_Obiettivo dell'esercizio:_
Riporta alla lettera le righe dell'elenco, partendo dalla prima e arrivando a quella che contiene "421], [317, 558]]", entrambe incluse.

----

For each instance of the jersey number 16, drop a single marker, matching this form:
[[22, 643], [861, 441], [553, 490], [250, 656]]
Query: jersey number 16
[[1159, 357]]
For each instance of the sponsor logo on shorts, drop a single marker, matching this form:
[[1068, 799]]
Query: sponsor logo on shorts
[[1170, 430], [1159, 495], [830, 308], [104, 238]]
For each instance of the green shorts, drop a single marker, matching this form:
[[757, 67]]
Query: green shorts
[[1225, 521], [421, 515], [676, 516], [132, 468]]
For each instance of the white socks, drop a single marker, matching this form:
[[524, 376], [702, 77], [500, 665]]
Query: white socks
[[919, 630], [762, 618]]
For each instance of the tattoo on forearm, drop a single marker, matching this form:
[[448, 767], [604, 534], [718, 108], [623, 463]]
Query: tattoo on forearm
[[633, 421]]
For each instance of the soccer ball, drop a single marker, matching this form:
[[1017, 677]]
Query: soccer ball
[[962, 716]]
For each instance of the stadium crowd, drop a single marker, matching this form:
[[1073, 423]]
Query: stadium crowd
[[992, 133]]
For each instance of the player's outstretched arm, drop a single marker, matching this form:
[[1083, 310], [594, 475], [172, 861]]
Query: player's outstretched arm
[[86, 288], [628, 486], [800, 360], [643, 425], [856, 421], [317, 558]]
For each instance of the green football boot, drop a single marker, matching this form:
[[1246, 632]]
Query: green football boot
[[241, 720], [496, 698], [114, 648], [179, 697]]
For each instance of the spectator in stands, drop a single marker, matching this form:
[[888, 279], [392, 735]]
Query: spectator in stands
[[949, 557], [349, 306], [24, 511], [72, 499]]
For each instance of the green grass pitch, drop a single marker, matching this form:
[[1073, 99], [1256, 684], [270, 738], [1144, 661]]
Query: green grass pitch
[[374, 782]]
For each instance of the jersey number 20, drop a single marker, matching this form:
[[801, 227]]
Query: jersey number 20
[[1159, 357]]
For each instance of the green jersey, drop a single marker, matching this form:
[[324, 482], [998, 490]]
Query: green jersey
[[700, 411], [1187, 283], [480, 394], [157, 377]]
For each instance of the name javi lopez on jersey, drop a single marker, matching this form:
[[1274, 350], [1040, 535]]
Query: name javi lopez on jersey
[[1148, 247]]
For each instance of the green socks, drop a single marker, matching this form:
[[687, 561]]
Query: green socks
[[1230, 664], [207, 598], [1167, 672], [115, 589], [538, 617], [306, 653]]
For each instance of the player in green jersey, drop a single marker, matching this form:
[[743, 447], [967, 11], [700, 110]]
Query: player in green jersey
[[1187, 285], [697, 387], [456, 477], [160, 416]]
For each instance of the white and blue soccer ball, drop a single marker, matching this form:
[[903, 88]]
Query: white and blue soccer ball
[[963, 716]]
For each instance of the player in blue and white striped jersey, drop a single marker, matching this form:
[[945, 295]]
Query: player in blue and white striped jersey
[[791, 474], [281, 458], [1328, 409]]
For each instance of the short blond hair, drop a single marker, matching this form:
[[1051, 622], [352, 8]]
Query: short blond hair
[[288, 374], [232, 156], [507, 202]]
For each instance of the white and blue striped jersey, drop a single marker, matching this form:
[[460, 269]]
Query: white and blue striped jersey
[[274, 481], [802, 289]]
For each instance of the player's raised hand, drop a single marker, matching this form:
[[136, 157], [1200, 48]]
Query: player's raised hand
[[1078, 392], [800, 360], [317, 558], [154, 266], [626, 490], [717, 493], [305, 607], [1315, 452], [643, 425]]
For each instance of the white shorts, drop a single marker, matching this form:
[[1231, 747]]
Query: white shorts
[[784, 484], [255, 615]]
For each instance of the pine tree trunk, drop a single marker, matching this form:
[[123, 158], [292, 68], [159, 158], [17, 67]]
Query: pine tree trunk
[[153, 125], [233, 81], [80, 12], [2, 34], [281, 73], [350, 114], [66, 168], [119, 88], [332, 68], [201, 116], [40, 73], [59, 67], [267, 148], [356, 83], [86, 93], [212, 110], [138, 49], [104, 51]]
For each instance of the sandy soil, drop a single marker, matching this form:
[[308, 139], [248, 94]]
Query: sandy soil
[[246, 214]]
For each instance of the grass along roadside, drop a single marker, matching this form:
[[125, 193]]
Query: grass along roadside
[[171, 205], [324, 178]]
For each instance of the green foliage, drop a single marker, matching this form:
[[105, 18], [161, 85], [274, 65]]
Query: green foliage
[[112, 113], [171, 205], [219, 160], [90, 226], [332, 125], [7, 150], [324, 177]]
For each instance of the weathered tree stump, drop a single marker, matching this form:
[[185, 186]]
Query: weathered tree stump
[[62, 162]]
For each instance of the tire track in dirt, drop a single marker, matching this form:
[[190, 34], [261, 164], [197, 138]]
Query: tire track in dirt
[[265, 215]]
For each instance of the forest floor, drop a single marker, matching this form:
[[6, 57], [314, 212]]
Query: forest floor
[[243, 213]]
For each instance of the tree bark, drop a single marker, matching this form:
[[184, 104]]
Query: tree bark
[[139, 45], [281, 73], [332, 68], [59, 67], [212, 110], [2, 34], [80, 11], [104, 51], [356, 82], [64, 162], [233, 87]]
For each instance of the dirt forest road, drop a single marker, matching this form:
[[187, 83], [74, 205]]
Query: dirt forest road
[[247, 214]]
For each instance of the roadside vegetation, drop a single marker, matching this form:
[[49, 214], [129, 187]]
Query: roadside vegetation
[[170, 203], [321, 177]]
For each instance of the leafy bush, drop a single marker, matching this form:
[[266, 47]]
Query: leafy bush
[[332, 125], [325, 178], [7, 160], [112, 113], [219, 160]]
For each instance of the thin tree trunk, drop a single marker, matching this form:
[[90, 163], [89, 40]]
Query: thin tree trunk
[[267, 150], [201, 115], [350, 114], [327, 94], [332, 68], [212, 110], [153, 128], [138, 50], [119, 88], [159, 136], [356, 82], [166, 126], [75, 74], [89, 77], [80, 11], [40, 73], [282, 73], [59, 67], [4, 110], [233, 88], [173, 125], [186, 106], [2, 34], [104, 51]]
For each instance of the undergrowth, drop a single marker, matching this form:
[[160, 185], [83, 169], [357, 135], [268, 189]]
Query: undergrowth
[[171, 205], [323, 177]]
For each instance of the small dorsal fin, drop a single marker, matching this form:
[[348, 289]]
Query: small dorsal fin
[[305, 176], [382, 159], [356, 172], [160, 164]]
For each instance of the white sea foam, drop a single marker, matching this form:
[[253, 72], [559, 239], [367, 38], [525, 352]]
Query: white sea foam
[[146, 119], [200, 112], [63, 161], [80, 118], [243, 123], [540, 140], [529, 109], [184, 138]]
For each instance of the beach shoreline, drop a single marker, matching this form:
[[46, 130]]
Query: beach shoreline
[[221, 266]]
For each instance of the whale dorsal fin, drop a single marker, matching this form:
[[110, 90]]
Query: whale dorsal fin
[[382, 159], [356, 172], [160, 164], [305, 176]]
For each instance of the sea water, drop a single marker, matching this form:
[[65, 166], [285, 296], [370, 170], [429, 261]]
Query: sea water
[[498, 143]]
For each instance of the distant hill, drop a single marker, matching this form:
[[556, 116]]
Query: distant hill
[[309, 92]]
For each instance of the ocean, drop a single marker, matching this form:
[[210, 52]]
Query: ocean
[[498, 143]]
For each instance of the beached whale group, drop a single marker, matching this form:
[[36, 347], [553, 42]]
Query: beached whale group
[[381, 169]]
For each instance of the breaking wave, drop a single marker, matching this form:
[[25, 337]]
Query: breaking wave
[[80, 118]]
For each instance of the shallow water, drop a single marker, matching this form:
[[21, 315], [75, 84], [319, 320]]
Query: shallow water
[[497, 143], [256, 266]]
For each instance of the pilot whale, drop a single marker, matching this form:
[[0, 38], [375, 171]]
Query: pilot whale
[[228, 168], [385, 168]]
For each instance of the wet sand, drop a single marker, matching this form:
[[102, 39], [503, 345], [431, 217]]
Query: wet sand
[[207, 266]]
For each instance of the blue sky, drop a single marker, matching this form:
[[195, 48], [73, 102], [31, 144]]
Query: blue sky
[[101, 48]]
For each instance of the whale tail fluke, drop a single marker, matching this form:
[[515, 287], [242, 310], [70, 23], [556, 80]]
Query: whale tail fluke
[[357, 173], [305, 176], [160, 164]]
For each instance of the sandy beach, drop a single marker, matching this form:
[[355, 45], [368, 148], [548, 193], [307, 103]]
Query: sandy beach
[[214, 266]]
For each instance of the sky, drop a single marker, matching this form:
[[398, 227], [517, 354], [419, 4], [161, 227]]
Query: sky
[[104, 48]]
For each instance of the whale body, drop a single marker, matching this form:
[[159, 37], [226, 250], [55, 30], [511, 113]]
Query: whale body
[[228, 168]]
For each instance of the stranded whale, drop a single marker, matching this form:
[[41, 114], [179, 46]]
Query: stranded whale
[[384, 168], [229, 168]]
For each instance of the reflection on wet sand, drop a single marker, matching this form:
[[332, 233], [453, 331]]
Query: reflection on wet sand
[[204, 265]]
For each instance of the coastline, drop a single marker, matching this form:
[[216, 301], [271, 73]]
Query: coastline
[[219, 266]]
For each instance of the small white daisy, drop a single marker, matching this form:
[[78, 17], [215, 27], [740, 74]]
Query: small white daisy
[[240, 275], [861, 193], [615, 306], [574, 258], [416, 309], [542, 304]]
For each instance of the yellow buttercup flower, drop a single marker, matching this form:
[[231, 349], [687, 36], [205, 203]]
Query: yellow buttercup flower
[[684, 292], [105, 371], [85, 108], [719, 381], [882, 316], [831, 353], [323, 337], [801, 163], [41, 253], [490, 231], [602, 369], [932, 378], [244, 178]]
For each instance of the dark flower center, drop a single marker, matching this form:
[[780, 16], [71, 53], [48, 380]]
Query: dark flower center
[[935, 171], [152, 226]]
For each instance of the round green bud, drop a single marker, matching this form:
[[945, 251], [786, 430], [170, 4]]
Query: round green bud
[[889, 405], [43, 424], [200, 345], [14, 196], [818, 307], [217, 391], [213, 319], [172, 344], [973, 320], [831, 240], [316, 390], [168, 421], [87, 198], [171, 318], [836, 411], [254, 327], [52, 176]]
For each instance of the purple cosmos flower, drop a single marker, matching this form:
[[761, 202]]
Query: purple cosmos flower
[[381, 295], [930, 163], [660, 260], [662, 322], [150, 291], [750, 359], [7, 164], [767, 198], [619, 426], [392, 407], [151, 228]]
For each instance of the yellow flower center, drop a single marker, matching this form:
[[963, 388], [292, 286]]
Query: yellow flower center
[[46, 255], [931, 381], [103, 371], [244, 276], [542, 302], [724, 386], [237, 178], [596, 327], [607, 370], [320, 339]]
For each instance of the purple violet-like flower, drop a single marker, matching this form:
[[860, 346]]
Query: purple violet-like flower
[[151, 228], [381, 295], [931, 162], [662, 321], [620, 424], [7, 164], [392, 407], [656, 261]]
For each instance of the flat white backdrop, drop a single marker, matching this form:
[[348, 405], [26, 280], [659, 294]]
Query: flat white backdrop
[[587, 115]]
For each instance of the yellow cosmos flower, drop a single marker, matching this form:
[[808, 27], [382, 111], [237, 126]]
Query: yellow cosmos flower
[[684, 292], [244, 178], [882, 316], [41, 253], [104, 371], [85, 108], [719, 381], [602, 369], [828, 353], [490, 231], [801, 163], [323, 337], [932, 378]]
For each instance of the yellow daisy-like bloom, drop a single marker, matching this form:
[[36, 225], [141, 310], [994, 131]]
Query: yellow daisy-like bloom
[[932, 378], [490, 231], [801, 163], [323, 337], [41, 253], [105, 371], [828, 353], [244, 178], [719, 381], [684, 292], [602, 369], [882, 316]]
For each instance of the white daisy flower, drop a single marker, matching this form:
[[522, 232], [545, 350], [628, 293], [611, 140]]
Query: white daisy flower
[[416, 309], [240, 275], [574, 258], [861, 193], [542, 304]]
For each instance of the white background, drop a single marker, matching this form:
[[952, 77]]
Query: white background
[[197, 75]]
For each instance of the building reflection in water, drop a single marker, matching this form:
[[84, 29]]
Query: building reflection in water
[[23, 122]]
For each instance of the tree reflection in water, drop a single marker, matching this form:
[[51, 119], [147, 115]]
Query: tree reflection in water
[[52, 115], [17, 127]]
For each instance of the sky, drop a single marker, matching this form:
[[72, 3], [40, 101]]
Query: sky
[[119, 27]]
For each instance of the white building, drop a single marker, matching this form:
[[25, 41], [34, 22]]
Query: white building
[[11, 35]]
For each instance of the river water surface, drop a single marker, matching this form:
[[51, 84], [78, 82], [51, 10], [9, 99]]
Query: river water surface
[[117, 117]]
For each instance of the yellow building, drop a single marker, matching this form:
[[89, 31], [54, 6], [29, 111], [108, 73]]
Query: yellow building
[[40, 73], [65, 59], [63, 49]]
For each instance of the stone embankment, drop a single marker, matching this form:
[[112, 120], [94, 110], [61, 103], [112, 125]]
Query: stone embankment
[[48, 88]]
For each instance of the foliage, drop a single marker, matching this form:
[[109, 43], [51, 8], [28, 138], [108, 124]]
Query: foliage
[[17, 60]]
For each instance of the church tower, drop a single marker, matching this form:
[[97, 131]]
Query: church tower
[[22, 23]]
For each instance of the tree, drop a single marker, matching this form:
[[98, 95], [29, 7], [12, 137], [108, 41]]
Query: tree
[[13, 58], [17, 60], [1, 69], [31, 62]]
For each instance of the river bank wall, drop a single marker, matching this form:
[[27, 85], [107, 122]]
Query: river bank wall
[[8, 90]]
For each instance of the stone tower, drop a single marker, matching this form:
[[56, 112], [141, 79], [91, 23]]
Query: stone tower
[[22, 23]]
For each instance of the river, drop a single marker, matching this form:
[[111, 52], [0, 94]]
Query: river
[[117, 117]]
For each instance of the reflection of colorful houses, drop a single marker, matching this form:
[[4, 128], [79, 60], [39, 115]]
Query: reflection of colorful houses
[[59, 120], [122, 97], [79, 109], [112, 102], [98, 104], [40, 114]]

----

_Risposta:_
For each instance of the jersey number 16, drop a single marker, matching this form:
[[22, 643], [861, 441], [553, 490], [250, 656]]
Query: jersey number 16
[[1159, 357]]
For each instance of the sponsor logo on shorts, drop a single marker, matching this form:
[[1068, 799]]
Query: sponsor logo on shorts
[[1170, 430], [1159, 495], [830, 308], [104, 238]]
For each instance of the green shorts, drop a single marker, matching this form:
[[757, 67]]
Query: green shorts
[[1225, 521], [421, 515], [676, 516], [132, 468]]
For each instance of the white socks, drop a single marker, matching this form:
[[524, 376], [702, 77], [500, 665]]
Query: white socks
[[919, 630], [762, 618]]
For each instance of the tattoo on forearm, drop a single marker, matching this form:
[[448, 767], [604, 534], [718, 108], [623, 463]]
Query: tattoo on forearm
[[633, 421]]
For each instance of the soccer ball, drop a single marker, matching this form:
[[1017, 677]]
Query: soccer ball
[[962, 716]]
For each instance of the stadium crowd, drop a single marker, matching this form:
[[1073, 423]]
Query: stadium crowd
[[992, 133]]
For each instance of the player's outstretched arm, drop a single marker, matching this form:
[[1083, 310], [594, 475], [172, 861]]
Query: player's outstretched arm
[[86, 288], [628, 486], [800, 360], [643, 425], [856, 421], [317, 558]]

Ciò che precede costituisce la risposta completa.